Collected data entries
· · · · ·
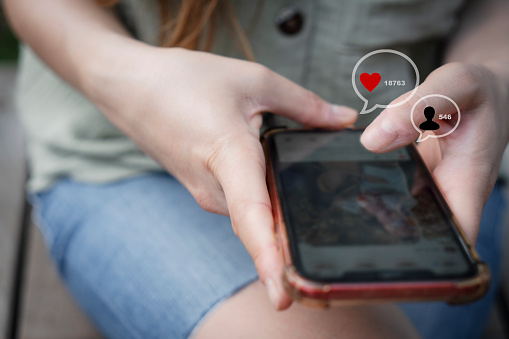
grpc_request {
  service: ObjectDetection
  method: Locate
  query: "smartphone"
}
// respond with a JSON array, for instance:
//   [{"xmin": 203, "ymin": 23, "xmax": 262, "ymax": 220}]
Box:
[{"xmin": 262, "ymin": 128, "xmax": 490, "ymax": 307}]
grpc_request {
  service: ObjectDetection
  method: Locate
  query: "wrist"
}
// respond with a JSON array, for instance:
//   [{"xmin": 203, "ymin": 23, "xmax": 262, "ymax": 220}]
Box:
[{"xmin": 78, "ymin": 33, "xmax": 157, "ymax": 108}]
· · · · ·
Reproduce the lines above word for word, omitting the pictures.

grpc_request {
  service: ObjectDetection
  method: Locate
  query: "smartphone"
}
// respond with a JSON array, for instance:
//   [{"xmin": 203, "ymin": 23, "xmax": 262, "ymax": 220}]
Box:
[{"xmin": 262, "ymin": 128, "xmax": 490, "ymax": 307}]
grpc_request {
  service: ObjectDetection
  method: Locate
  query: "wrist"
}
// respond with a JSON array, for instance:
//   [{"xmin": 203, "ymin": 23, "xmax": 262, "ymax": 220}]
Box:
[{"xmin": 78, "ymin": 33, "xmax": 157, "ymax": 108}]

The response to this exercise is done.